### What to do
Show every line in the rows below that contains the word "blue". Case counts.

### Data provided
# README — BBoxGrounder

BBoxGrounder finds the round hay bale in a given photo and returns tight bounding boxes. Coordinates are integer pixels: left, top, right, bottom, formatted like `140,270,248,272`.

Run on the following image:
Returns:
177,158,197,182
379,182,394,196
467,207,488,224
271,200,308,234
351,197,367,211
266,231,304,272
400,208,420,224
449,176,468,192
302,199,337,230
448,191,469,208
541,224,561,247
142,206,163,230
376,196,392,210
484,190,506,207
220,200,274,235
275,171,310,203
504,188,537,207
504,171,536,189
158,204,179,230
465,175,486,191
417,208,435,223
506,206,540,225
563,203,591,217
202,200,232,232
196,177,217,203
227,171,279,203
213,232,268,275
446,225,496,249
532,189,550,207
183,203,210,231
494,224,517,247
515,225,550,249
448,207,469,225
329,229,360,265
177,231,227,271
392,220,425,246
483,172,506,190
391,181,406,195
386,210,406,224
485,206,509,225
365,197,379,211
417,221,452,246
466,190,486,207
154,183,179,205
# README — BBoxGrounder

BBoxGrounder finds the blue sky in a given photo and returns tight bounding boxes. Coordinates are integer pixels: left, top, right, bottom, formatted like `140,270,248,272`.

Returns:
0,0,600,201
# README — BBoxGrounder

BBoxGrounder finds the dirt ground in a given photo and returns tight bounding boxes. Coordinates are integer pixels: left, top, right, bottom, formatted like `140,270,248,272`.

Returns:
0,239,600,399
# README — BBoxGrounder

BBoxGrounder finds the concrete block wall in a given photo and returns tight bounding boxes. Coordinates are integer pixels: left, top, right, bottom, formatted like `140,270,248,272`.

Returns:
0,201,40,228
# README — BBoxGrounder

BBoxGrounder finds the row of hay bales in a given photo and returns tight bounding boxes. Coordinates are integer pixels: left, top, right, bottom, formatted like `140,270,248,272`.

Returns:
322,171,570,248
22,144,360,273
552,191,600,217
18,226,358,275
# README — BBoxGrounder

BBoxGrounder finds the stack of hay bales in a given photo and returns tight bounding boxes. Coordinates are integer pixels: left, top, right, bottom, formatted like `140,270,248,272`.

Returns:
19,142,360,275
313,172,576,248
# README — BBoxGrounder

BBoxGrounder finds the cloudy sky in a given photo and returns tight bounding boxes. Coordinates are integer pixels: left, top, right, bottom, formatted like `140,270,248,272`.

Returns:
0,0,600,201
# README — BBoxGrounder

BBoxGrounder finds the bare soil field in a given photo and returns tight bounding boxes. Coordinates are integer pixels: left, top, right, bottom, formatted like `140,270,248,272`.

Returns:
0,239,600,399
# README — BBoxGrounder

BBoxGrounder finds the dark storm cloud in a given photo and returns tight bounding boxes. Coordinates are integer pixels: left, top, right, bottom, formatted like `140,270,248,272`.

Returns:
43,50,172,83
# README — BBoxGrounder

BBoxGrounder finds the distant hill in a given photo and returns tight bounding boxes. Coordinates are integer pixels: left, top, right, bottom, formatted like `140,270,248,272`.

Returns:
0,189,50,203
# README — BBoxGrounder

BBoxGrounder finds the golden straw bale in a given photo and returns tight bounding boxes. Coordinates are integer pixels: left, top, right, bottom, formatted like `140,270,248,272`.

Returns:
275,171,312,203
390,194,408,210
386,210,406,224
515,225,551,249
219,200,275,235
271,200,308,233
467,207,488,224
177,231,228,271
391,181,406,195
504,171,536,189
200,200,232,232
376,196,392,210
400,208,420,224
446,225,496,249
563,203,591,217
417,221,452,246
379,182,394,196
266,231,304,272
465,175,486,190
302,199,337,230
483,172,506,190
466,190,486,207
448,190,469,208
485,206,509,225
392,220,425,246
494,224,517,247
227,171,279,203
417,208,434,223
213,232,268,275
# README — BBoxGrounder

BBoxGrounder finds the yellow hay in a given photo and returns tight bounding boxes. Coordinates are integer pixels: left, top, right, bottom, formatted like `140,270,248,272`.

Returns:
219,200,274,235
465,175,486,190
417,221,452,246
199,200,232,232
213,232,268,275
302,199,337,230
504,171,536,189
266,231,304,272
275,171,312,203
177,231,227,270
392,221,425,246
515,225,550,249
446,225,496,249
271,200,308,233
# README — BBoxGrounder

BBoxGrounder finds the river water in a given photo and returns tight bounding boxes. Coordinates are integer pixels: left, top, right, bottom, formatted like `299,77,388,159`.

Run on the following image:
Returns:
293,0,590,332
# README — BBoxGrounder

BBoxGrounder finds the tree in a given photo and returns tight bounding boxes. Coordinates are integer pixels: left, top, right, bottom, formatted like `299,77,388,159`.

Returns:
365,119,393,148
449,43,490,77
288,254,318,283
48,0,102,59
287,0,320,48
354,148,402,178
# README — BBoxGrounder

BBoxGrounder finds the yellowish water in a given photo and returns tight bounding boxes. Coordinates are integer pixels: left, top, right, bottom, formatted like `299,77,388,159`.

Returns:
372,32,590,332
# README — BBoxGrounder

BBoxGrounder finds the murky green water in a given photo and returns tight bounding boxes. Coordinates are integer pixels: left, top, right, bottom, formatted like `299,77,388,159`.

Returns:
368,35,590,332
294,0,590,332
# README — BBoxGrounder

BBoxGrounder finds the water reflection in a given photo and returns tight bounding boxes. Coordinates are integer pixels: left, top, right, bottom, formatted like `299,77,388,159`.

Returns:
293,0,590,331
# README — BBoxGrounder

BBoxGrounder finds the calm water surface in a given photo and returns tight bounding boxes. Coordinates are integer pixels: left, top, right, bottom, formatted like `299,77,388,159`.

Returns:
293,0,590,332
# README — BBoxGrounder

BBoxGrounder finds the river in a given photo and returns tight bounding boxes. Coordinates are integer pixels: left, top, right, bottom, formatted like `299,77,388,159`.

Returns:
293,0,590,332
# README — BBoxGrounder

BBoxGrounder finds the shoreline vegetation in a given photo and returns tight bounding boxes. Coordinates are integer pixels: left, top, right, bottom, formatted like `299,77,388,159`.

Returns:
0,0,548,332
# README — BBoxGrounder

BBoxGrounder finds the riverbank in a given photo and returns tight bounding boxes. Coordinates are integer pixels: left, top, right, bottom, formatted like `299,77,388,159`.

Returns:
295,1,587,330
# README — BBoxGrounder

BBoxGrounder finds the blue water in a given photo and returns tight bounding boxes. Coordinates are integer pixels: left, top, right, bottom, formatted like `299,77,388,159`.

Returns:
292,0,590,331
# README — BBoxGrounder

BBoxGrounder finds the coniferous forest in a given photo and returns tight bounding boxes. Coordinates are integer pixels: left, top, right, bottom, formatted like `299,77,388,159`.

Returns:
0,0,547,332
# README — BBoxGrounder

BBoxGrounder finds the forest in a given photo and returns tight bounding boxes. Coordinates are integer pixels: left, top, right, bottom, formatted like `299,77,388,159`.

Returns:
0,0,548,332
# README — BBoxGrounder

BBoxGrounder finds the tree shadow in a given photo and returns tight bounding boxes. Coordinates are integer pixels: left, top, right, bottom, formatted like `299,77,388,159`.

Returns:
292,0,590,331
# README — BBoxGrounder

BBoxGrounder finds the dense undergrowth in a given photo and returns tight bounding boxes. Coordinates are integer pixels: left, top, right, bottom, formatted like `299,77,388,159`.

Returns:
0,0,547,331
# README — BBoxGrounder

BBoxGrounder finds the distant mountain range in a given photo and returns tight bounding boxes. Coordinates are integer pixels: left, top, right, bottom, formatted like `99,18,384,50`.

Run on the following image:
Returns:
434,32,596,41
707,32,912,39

### Response to the task
BBoxGrounder finds the blue sky in a given photo and returns tight bounding boxes. Coordinates are integer pixels: left, top, right, bottom, formatted like `140,270,248,272`.
BBoxGrounder finds the blue water in a given photo and returns tight bounding boxes. Coordinates are integer pixels: left, top, right, bottom, formatted like `299,77,388,159`.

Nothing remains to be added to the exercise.